* _TASK TO CARRY OUT_
Extract every line in the material that contains the string "forest" and list those lines in their original order.

* _LISTED ENTRIES_
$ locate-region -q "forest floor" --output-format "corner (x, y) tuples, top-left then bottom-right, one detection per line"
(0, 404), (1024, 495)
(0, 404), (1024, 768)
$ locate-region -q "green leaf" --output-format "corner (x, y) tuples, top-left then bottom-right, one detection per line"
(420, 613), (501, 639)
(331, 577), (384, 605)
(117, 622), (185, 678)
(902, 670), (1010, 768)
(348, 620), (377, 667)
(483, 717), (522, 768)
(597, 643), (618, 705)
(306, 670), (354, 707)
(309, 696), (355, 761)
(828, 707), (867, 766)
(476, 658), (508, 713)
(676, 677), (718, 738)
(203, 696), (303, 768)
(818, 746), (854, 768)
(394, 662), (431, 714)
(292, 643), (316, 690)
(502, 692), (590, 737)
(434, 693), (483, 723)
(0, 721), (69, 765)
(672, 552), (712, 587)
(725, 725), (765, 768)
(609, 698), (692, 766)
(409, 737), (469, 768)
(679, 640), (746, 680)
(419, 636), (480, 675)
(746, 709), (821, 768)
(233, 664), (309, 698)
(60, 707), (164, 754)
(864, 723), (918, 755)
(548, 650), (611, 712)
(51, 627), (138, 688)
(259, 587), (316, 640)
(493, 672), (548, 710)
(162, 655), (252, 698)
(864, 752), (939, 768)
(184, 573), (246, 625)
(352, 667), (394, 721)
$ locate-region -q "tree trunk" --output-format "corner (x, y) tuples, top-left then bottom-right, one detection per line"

---

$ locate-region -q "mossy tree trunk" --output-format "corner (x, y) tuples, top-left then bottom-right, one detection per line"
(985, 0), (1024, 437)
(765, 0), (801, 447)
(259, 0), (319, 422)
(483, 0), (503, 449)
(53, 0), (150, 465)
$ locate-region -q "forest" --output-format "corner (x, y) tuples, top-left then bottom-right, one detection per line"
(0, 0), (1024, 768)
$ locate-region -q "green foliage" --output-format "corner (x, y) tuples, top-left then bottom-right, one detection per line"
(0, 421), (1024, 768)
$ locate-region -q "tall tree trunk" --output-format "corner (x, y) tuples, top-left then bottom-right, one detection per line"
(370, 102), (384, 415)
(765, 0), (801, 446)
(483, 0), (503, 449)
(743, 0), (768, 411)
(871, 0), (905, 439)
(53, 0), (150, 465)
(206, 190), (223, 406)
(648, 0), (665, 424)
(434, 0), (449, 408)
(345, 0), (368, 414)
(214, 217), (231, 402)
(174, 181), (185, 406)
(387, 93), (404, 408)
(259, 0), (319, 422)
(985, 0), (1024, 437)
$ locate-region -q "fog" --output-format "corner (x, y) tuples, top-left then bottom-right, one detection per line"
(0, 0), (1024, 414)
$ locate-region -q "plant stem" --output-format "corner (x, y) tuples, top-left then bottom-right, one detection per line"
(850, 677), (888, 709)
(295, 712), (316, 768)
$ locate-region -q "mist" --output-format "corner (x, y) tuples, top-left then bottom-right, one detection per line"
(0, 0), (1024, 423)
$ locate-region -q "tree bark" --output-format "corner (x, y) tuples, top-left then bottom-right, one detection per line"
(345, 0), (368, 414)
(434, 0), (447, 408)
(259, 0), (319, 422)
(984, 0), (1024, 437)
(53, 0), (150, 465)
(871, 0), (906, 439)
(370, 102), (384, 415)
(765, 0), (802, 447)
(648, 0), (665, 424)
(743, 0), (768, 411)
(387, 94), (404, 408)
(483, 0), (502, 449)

* * *

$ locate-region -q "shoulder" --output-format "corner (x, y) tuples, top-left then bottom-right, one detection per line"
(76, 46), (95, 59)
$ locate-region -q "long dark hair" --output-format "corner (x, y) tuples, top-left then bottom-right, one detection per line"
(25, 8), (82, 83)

* _RESPONSE TO THE TASK_
$ locate-region -q "forest floor" --output-format "corner (x, y) tuples, top-left then bottom-right, one detection per line"
$ locate-region -q "forest" --output-format "corner (x, y) tuples, top-left then bottom-right, one detection per line"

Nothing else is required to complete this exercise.